Required work
Please use the abstract below on brain cholesterol in a mouse model of cholesteryl ester storage disease to name the mouse strain the study used.

Selected text
▽

Molecular markers of brain cholesterol homeostasis are unchanged despite a smaller brain mass in a mouse model of cholesteryl ester storage disease

Abstract

Lysosomal acid lipase (LAL), encoded by the gene LIPA, facilitates the intracellular processing of lipids by hydrolyzing cholesteryl esters and triacylglycerols present in newly internalized lipoproteins. Loss-of-function mutations in LIPA result in cholesteryl ester storage disease (CESD) or Wolman disease when mutations cause complete loss of LAL activity. Although the phenotype of a mouse CESD model has been extensively characterized, there has not been a focus on the brain at different stages of disease progression. In the current studies, whole-brain mass and the concentrations of cholesterol in both the esterified (EC) and unesterified (UC) fractions were measured in Lal^−/− and matching Lal^+/+ mice (FVB-N strain) at ages ranging from 14 up to 280 days after birth. Compared to Lal^+/+controls at 50, 68–76, 140–142, and 230–280 days of age, Lal^−/− mice had brain weights that averaged approximately 6%, 7%, 18%, and 20% less, respectively. Brain EC levels were higher in the Lal^−/− mice at every age, being elevated 27-fold at 230–280 days. Brain UC concentrations did not show a genotypic difference at any age. The elevated brain EC levels in the Lal^−/− mice did not reflect EC in residual blood. An mRNA expression analysis for an array of genes involved in the synthesis, catabolism, storage, and transport of cholesterol in the brains of 141-day old mice did not detect any genotypic differences although the relative mRNA levels for several markers of inflammation were moderately elevated in the Lal^−/− mice. The possible sites of EC accretion in the central nervous system are discussed.

△

Supplied data

▽

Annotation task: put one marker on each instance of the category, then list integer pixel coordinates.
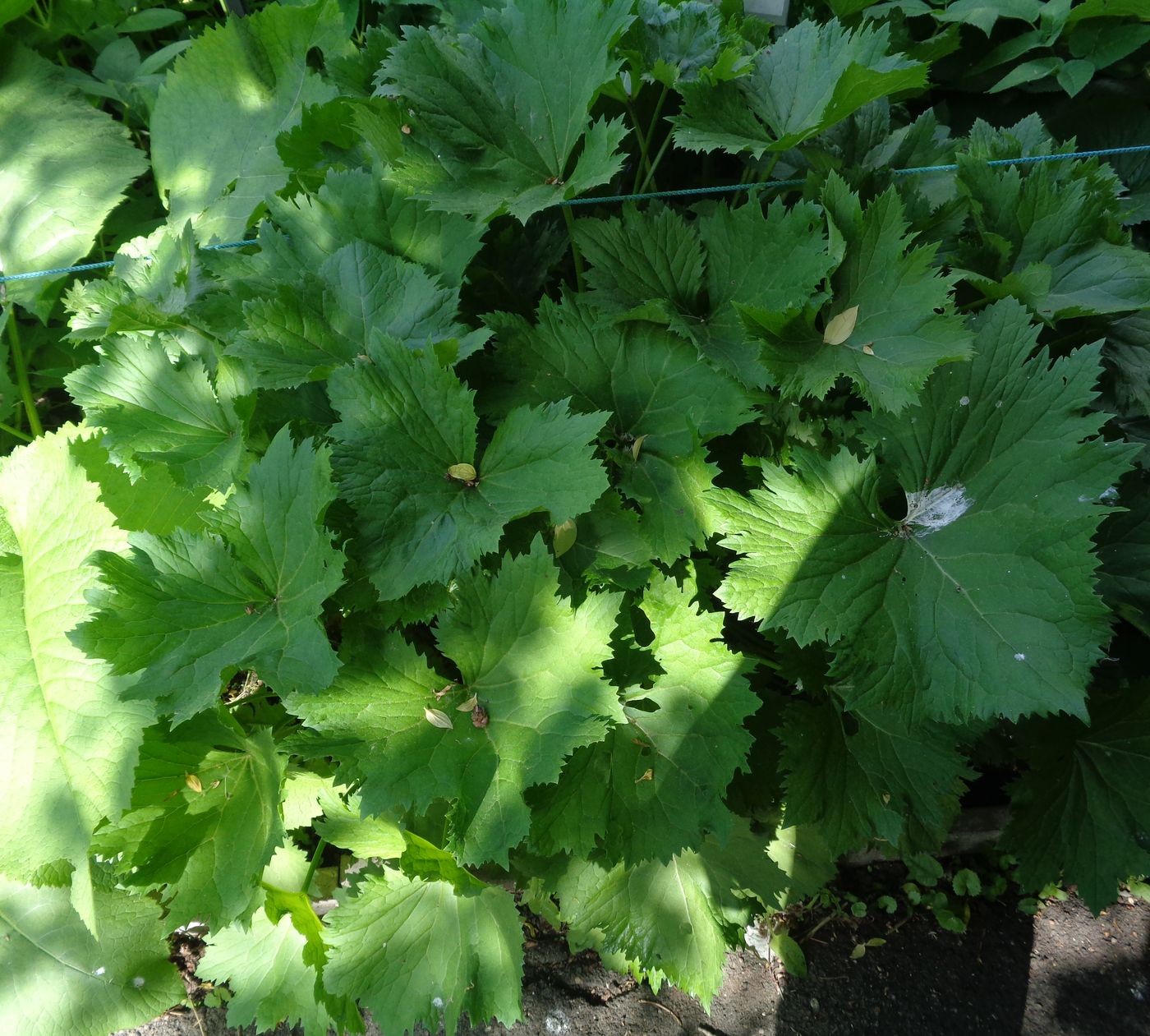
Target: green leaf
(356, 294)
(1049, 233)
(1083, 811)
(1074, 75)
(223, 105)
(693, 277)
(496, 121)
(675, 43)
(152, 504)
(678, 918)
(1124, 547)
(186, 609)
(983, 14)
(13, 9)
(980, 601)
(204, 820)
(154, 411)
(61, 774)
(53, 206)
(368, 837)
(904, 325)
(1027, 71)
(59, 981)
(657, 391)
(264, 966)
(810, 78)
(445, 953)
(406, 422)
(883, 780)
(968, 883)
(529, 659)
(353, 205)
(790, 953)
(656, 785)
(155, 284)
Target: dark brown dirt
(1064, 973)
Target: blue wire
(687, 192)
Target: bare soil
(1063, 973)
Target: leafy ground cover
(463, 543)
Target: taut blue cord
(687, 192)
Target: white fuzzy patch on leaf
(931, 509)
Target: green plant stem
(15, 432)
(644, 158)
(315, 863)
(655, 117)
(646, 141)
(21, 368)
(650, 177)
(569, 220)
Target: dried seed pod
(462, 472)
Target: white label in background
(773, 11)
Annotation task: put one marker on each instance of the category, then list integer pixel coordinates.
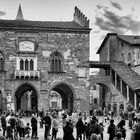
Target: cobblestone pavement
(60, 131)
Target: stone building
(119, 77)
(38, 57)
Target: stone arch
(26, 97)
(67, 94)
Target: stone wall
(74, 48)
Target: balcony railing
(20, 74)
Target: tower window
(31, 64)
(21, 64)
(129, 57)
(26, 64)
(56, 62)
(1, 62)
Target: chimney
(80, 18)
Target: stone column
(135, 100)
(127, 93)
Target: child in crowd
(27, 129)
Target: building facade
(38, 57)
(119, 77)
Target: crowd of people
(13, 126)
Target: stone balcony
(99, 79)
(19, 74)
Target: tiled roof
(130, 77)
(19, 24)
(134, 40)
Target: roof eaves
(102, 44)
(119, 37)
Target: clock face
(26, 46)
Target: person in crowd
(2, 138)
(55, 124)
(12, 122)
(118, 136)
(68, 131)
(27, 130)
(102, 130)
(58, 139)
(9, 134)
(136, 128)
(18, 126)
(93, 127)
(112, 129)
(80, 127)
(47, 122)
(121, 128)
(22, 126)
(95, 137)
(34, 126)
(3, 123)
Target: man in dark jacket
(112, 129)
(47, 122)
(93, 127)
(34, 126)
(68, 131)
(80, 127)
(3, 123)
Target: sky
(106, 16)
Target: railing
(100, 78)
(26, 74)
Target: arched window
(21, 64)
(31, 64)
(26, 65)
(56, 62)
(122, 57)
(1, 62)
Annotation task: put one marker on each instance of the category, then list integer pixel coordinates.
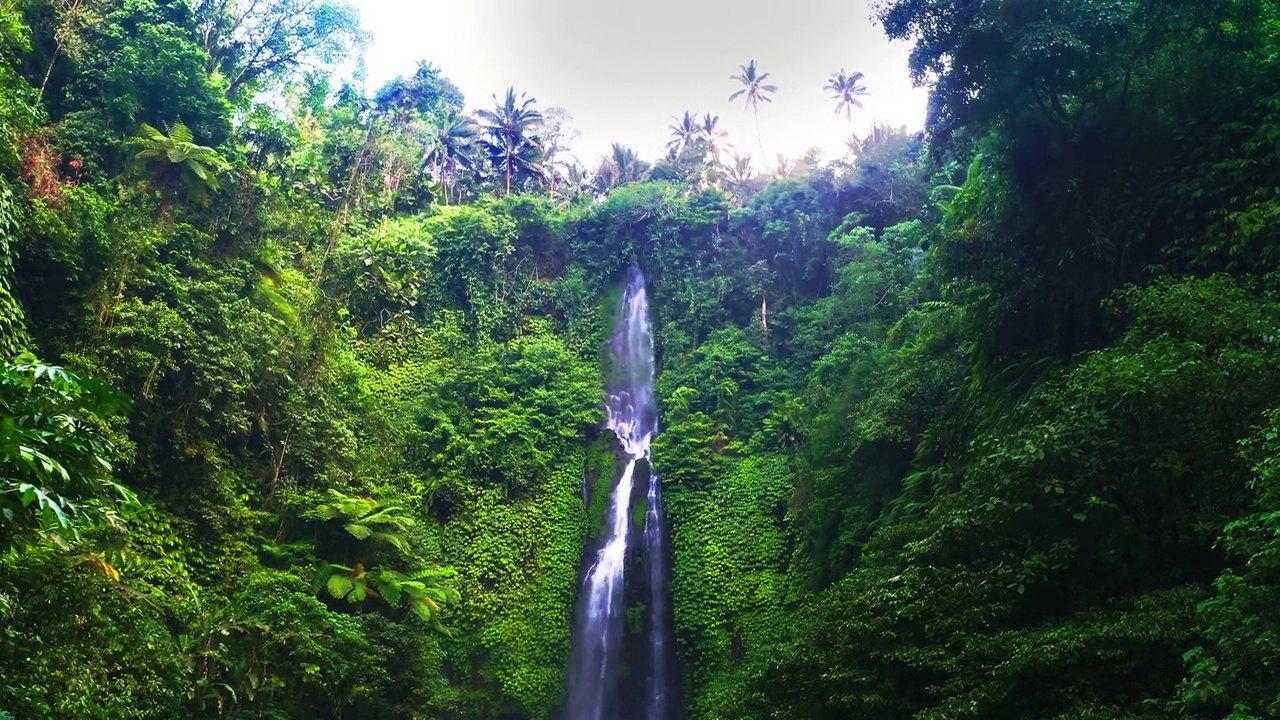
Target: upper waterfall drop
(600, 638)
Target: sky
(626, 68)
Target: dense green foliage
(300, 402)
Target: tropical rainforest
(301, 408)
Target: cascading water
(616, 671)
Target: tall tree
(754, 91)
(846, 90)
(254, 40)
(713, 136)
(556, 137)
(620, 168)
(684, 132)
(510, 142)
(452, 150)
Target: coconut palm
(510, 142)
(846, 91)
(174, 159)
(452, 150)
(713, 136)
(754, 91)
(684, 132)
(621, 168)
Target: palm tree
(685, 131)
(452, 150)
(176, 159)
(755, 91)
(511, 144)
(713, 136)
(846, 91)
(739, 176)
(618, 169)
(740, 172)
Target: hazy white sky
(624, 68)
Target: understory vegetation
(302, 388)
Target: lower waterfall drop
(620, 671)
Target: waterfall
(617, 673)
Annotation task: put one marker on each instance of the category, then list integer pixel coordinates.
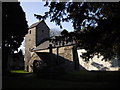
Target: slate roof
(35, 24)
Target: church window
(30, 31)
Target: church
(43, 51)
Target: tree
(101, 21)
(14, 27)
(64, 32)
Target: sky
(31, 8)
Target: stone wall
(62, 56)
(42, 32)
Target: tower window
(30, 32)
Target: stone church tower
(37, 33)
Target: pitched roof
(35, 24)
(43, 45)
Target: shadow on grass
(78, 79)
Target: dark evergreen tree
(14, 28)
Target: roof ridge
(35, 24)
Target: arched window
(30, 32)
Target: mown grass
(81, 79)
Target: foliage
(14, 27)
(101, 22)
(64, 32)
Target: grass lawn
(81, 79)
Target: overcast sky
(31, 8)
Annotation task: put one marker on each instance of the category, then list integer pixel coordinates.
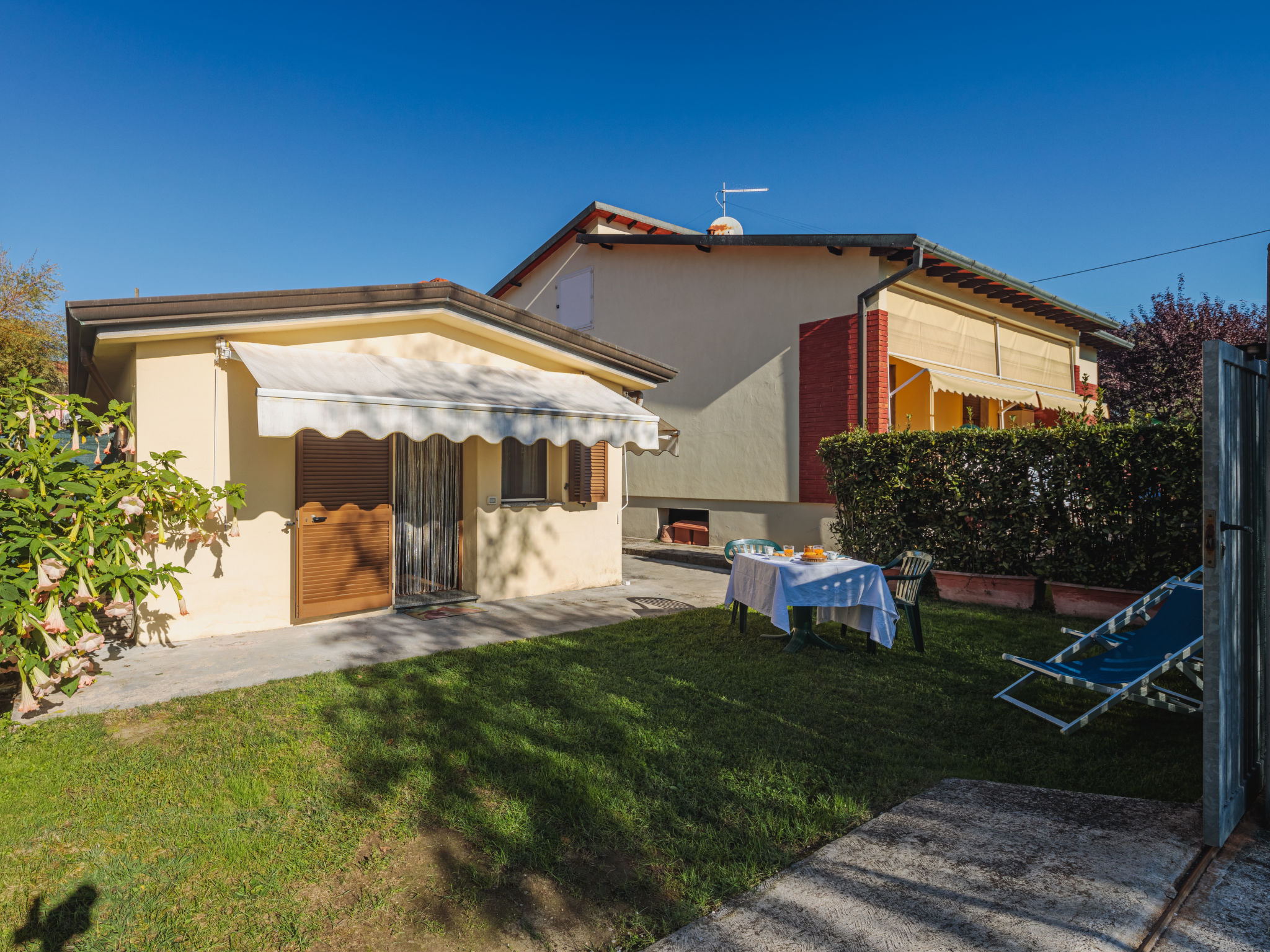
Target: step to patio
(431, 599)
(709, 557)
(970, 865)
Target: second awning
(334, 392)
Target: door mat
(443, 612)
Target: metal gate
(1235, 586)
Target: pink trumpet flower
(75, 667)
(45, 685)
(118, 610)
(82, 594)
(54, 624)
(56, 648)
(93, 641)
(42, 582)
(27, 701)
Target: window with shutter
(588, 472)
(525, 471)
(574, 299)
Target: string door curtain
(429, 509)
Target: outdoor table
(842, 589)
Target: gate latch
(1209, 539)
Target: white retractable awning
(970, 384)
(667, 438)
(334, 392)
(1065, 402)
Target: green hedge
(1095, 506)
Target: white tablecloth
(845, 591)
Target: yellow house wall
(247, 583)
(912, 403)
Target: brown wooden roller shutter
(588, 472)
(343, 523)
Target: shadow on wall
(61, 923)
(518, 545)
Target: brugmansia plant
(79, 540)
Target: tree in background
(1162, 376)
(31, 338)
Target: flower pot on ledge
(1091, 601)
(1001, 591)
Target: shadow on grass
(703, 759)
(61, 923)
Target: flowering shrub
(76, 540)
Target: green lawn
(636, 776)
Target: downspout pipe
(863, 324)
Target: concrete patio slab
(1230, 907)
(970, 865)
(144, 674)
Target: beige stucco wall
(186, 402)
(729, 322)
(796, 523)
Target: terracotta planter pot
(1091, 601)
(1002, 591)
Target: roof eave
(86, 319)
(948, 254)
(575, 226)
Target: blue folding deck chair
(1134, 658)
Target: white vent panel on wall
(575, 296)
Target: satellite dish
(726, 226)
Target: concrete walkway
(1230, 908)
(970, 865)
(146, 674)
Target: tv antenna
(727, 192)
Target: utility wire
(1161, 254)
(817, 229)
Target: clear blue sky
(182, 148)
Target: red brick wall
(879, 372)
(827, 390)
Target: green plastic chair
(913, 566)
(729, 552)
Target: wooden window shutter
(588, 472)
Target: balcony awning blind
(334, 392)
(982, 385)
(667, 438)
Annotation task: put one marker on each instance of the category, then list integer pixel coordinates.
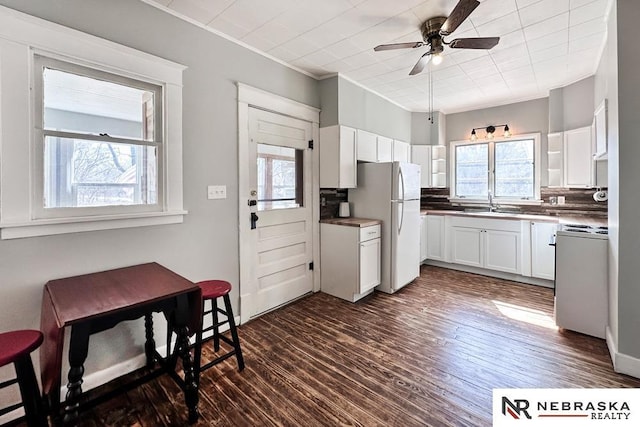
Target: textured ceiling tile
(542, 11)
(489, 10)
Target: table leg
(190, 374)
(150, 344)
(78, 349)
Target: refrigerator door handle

△

Your response
FVB-N